DATA SHOWN →

***

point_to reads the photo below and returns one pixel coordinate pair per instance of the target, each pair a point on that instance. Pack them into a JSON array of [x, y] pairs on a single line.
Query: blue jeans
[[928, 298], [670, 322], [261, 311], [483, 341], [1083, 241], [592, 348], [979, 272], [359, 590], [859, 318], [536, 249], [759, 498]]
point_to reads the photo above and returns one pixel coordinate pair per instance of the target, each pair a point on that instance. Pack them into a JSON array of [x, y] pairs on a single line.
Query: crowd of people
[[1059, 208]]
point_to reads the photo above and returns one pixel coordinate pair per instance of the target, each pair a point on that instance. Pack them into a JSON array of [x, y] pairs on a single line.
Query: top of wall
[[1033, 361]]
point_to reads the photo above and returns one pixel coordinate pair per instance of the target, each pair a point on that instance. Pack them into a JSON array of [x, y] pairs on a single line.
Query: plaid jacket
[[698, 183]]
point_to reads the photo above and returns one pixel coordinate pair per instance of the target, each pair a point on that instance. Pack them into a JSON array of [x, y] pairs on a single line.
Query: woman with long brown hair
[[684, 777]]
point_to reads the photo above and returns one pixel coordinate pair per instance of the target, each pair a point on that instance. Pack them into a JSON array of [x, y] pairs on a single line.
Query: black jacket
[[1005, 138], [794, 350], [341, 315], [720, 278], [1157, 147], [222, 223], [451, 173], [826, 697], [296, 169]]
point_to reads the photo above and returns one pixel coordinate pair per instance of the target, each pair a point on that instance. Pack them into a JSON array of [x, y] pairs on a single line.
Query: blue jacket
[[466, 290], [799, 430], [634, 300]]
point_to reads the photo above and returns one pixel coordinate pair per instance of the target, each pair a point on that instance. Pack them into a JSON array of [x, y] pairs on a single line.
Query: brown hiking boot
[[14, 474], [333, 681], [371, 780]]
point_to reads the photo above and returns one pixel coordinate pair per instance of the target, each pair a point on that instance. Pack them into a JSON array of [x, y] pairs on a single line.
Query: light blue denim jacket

***

WHAT TO DO →
Give the records back in full, word for word.

OUTPUT FOR THIS TASK →
point_to reads the photo below and returns one pixel coordinate pair per instance of the target, each pair a point on that instance. Pack them into a JSON array of [x, y] pairs on a single line.
Query: blue jeans
[[928, 298], [670, 322], [261, 311], [483, 341], [1083, 241], [592, 348], [979, 272], [359, 590], [859, 318], [536, 249], [759, 498]]
point_to reads the photo above and returns one pixel coordinate pair per instance of the target, each pair a point on that instance. Pack them into a JSON array of [x, y] pairs on a single line.
Query: crowd of people
[[1059, 208]]
point_to reads the photo above and returns one pixel coordinate pair per instance of the target, each pair a point on that instance. Pack them into a JSON array of [x, y] pairs on a single line.
Query: top of wall
[[1033, 361]]
point_to reads the photo above and returns one pixel coordinate pair per instance of the target, each pair a point on that instance. Pack them into a JSON array of [x, y] pairs on a single line.
Query: plaid jacket
[[698, 183]]
point_to reads the photo above and returns one pixel coordinate pair per instance of the target, each pair a point on that instance. Pack them into a JSON array of [x, y] pairs on a single line.
Query: woman with long brown hair
[[684, 777]]
point_to reads the photo above and returns one pixel coordinate pair per instance of the target, each pair a point on that instance. Pack them into a JSON array of [x, y] pairs on a single line.
Query: black jacket
[[1005, 138], [794, 350], [341, 315], [720, 278], [1157, 147], [222, 223], [451, 173], [826, 697], [296, 169]]
point_to reads the photo above and returns one pixel coordinate pair per instance of the target, each pair a point on that instance. Pack them into a JSON array of [x, y] pairs on a single line.
Query: blue jacket
[[466, 290], [799, 430], [634, 300]]
point_to reads the photo above and returns one pixel coordinate pair per instance of the target, each pair a point on that instance. Pack them into a JSON array of [x, y] pairs on a single line.
Query: brown hiking boot
[[14, 474], [333, 681], [371, 780]]
point_to reads the photo above and returns one pixel coordinate pair per instance of the target, each pair a point on that instance. Pack them into a JSON array of [x, y] pairs on a single line.
Query: light blue denim jacket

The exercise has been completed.